## RECORDS FOR PROCESSING
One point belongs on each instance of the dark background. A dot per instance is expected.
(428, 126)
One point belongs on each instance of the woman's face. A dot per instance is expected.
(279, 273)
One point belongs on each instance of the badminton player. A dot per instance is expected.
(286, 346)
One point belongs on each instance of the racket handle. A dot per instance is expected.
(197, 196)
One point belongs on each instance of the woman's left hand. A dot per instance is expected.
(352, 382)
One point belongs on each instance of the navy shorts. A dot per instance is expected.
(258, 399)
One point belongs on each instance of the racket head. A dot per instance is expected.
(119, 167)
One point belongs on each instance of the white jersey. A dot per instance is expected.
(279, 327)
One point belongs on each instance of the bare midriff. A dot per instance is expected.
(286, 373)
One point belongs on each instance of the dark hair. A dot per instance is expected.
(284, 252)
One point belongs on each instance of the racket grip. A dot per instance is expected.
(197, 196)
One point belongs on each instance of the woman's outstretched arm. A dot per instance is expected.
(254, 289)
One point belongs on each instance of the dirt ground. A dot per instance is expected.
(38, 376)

---

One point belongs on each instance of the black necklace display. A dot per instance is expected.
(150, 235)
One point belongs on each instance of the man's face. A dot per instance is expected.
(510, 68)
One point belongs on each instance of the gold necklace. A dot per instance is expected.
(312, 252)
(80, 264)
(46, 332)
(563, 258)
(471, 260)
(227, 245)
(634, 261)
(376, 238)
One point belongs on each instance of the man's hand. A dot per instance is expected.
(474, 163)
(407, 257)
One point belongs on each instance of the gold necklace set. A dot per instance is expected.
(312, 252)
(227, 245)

## WRITTEN INSTRUCTION
Collect every line of the material above that contains the string "woman", treating uppercase and lowercase as distinct.

## REPLY
One point belongs on each instance of the woman's face. A dot per instance is expected.
One point belongs on each instance of the woman's left hand. A dot per instance is expected.
One point belongs on each instance of the woman's outstretched arm. A dot per instance is expected.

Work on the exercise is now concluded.